• _Source passage_
BEGIN

3 Iconic Financial Pillars That are Overdue Disruption

Recently had a discussion about the function of money as a commodity, such as in the debt market where the price of money is the interest you pay, or in the equity market where the price of money is that you give away an equity stake of your company. This is true in both the private market (angel investment into Uber) or the public equity market (Vodafone stocks). The outcome of this discussion was that the equity market allows you to sell shares in your company but treat that as an asset. An investor (Venture Capital) for example, could accelerate your time to market (finding product/ market fit), access to capital and resources — adding value to your startup (and it’s shares). On the other hand the debt market requires you to pay interest on a schedule and you have a liability to make those payments on time or you are penalised (e.g. Credit Card for personal debt).

This is not ground breaking news, but it got me thinking about three ancient systems at the core of the financial markets that are broken.

  1. Insurance: Insurance companies create the policies, we pay for it, and awesome mathematicians (actuaries) are hired to ensure what we are paid out for a claim is a tiny % of what they make as profit. How?…. When an insurer collects premiums they put that money into an investment pool. They use the premiums collected to fund investments (generally sure bets or low risk securities). When a claim has been made, money is then taken from that pool and put into a cash account to pay the claimant once the adjustment of it is completed. Where insurers make their money is on the interest and return on investment (ROI) earned from those premium pounds while they are in the investment pool. The ideal is to have enough premiums coming in to keep the investment pool fully funded but the profit itself comes from the return on investment. I believe it really plays on fear and lack of wealth, e.g. one day I may have a medical accident I can’t afford to cover. Therefore if you were fearless and wealthy, you wouldn’t consider insurance as you could afford to live without it. There are 46 insurance companies in the Fortune 500, with an average age of around 95 years. This industry is old, slow and it shows. This system is broken and in need of being fixed!

END

• _Provided material_
BEGIN

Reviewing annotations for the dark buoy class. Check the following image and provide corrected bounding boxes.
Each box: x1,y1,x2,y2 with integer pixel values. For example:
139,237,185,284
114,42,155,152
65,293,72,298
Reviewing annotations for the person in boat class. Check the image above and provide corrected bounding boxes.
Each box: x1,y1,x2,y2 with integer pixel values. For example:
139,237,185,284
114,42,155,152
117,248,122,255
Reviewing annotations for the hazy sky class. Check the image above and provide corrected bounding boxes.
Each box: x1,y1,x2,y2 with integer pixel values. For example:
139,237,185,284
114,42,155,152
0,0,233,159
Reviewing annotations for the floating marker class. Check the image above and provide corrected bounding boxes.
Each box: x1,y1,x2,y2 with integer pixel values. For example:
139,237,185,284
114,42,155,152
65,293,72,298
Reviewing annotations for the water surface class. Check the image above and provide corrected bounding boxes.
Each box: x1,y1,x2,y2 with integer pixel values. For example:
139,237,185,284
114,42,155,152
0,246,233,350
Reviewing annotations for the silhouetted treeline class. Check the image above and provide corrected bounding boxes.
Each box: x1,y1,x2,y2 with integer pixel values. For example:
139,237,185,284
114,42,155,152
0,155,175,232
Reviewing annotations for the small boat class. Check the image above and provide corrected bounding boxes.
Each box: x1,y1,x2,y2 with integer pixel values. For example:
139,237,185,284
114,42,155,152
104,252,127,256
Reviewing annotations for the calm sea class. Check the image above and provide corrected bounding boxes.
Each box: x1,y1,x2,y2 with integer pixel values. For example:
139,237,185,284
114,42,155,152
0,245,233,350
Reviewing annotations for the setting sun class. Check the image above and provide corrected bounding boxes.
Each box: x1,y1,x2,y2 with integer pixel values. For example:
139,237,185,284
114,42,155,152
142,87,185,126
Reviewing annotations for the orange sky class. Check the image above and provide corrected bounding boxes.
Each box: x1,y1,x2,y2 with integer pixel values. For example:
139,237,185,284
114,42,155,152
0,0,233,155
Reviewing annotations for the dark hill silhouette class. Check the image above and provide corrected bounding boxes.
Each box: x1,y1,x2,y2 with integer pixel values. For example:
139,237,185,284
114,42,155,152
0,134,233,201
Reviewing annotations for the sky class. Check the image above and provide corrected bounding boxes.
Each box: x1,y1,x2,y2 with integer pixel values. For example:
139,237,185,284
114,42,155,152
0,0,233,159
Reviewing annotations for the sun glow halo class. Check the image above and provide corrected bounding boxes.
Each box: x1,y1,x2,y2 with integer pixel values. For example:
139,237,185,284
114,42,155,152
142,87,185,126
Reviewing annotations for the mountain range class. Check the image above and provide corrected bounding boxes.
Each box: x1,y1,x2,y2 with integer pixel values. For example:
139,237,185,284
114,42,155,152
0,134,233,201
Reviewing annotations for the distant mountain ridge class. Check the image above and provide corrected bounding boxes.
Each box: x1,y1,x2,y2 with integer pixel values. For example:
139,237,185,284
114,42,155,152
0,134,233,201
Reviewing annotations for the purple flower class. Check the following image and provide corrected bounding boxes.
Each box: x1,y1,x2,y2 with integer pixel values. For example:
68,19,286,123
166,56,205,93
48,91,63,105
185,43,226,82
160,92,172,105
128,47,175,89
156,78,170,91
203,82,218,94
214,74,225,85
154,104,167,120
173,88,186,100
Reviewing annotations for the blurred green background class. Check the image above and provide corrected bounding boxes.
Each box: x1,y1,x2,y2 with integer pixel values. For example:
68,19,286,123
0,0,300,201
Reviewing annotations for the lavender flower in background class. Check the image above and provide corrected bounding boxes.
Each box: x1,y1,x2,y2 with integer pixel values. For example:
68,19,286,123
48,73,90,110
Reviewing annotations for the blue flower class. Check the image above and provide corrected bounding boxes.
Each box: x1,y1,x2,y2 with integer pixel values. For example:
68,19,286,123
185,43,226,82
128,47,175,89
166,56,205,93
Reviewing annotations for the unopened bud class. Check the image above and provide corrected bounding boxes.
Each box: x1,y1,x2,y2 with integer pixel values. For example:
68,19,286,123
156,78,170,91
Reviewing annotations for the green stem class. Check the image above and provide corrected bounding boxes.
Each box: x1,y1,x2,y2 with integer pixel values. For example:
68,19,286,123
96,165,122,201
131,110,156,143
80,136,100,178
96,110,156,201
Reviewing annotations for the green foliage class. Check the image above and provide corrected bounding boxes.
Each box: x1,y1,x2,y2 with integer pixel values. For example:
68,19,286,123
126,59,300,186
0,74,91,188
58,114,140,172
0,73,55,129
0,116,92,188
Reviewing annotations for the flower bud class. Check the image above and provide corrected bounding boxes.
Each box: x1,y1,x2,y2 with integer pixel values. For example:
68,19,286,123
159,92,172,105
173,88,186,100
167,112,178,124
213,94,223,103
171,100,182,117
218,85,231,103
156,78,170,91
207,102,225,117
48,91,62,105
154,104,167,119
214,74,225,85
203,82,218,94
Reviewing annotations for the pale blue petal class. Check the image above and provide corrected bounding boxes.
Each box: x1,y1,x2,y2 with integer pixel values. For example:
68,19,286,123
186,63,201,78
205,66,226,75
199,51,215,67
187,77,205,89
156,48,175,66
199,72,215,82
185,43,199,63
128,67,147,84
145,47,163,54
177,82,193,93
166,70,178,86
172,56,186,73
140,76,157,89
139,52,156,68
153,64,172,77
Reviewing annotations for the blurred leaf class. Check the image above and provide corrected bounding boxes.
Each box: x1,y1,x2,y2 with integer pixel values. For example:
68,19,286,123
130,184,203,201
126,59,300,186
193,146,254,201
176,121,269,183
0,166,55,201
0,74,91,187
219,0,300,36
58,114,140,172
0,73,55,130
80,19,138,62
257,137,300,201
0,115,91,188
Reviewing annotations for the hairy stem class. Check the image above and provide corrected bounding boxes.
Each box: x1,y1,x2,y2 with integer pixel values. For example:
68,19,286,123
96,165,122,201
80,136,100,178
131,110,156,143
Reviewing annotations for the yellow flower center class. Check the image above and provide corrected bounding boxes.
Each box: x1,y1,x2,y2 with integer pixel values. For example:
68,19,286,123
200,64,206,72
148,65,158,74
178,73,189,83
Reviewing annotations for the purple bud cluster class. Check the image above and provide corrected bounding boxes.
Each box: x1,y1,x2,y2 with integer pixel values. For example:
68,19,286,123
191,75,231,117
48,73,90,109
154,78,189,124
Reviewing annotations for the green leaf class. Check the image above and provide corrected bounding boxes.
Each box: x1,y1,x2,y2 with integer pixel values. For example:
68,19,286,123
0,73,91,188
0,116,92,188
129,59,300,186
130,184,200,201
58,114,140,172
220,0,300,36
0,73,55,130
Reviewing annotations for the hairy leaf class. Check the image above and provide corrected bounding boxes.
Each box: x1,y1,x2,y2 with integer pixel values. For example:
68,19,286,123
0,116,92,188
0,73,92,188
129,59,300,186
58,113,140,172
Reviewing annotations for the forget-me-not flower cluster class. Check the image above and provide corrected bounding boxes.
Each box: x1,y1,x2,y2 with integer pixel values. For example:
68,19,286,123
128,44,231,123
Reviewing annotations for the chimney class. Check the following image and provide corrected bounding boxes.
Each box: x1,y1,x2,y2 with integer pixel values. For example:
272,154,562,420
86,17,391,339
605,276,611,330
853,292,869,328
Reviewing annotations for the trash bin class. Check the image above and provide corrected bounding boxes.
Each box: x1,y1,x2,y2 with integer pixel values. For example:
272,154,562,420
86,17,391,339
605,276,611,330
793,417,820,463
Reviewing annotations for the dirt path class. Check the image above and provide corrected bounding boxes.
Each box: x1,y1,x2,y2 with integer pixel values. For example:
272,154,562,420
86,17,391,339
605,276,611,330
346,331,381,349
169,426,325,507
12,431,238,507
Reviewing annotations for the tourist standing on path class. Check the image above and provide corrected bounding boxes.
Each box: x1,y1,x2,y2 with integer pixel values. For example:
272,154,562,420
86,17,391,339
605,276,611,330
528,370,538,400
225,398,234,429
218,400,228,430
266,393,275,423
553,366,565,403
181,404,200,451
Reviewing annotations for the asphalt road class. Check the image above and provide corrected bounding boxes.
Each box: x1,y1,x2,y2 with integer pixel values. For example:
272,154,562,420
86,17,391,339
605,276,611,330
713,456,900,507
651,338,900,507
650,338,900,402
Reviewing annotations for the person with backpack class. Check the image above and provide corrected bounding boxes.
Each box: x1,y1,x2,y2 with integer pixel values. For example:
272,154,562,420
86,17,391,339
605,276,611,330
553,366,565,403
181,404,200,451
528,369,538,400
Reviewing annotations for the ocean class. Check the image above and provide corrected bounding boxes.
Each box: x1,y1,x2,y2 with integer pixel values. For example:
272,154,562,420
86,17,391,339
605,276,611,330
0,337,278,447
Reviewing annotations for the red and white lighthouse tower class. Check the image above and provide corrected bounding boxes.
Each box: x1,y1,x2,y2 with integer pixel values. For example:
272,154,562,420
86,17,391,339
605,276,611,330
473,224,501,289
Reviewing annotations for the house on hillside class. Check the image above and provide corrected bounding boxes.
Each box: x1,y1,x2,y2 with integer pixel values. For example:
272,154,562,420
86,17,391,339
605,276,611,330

END

• _Task brief_
Copy the financial pillars text starting with "Recently had a" and going on through "for personal debt).", substituting "bond market" for every "debt market".

• _Solution to the problem_
Recently had a discussion about the function of money as a commodity, such as in the bond market where the price of money is the interest you pay, or in the equity market where the price of money is that you give away an equity stake of your company. This is true in both the private market (angel investment into Uber) or the public equity market (Vodafone stocks). The outcome of this discussion was that the equity market allows you to sell shares in your company but treat that as an asset. An investor (Venture Capital) for example, could accelerate your time to market (finding product/ market fit), access to capital and resources — adding value to your startup (and it’s shares). On the other hand the bond market requires you to pay interest on a schedule and you have a liability to make those payments on time or you are penalised (e.g. Credit Card for personal debt).